▶ [Document segment]
== Segment start ==

European Middle Market Primary Issuance Report
According to Debtwire intelligence, German debt funds are on track to recoup their dip from last year in the German mid-cap leveraged buyout market. Three unitranche deals have been agreed since the end of June, on top of twelve unitranche deals in the first half-year. Funds are only two transactions away to make 2017 their best year in Germany so far.
Alcentra’s EUR 135m financing package for Oakley Capital’s acquisition of German tutoring services company Schuelehilfe was the largest unitranche in Germany so far this year.
However, German banks remain very aggressive and have won a number of prime mid-market deals in Germany including Formel D’s bank-led financing, ProXES’s EUR 140m buyout financing and d&b audtiotechnik’s EUR 30m second lien refinancing. Commenting on the state of the German market, Fabian Graber, Reporter at Debtwire Europe said:
“The German mid-cap leveraged finance sector is facing very low pricing for all senior debt and consequently funds are increasingly letting in banks on their unitranche deals in order to remain competitive on interest costs.
Consequently overall debt packages are cheaper, which benefits sponsors, but raises questions regarding the position of debt funds in relation to banks on those deals.”
Nevertheless, strong deal flow and solid issuance levels in the German mid-market are likely to continue for the remainder of 2017. Activity is particularly high in the healthcare space, with deals such as Oberberg Kliniken, Med 360 Grad and DOREA keeping financiers busy.

== Segment end ==

▶ [Given entries]
== Segment start ==

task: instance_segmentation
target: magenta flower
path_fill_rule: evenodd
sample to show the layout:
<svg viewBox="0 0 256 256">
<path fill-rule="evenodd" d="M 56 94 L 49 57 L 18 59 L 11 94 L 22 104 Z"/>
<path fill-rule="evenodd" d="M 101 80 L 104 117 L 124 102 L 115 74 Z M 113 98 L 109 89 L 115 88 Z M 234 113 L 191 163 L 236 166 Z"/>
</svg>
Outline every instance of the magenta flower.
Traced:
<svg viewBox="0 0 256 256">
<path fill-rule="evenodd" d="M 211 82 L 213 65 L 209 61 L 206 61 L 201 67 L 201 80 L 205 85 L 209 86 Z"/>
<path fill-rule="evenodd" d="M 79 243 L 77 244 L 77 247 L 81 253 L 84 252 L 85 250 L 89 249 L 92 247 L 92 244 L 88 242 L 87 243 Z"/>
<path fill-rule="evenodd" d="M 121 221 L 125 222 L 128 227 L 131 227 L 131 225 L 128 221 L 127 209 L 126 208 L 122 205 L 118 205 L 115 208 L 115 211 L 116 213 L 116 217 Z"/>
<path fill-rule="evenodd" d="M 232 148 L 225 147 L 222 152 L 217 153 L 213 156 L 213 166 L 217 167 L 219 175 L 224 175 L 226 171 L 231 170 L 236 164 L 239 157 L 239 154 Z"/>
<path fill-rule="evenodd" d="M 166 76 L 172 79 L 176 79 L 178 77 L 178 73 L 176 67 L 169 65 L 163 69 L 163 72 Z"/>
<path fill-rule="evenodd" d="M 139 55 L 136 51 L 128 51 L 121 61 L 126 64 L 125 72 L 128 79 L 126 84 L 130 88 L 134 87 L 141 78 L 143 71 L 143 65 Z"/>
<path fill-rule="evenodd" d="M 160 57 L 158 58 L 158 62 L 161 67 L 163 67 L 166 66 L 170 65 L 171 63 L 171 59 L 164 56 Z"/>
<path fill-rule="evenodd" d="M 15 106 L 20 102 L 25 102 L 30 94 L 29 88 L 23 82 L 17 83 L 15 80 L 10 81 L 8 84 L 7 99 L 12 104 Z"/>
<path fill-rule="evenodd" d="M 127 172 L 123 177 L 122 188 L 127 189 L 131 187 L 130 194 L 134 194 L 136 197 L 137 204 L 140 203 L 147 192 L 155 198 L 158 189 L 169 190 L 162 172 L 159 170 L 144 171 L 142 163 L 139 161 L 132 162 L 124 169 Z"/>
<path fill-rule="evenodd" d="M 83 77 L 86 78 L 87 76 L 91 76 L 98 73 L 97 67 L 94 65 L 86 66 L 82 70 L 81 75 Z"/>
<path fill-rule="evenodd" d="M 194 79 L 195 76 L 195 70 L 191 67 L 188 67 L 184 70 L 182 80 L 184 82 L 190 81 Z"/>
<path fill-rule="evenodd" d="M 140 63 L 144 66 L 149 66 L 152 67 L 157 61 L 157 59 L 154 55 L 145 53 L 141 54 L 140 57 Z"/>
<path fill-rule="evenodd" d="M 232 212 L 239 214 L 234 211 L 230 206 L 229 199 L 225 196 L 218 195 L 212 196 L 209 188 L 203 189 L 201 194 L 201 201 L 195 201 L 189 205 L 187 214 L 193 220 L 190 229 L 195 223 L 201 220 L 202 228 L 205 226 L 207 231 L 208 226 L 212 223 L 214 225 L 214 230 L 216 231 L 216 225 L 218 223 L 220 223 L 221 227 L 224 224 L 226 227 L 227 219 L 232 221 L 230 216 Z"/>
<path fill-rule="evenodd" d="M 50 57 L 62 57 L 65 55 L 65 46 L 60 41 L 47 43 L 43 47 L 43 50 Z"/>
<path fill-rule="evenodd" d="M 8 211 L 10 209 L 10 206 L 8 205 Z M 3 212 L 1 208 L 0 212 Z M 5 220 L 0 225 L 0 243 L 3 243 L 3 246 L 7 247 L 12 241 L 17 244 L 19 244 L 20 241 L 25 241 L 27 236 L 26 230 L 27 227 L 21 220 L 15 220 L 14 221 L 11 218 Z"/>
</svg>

== Segment end ==

▶ [To do]
1. In the market report, swap "sponsors" for "private equity sponsors" and write out the part that opens with the words containing "Consequently overall debt" and closes with "keeping financiers busy.".
2. Translate this sentence from the market report into Spanish: "Nevertheless, strong deal flow and solid issuance levels in the German mid-market are likely to continue for the remainder of 2017."
The listing is separate material, unrelated to the market report.

▶ [Answers by item number]
1.
Consequently overall debt packages are cheaper, which benefits private equity sponsors, but raises questions regarding the position of debt funds in relation to banks on those deals.”
Nevertheless, strong deal flow and solid issuance levels in the German mid-market are likely to continue for the remainder of 2017. Activity is particularly high in the healthcare space, with deals such as Oberberg Kliniken, Med 360 Grad and DOREA keeping financiers busy.

2. No obstante, es probable que el fuerte flujo de operaciones y los sólidos niveles de emisión en el mercado medio alemán continúen durante el resto de 2017.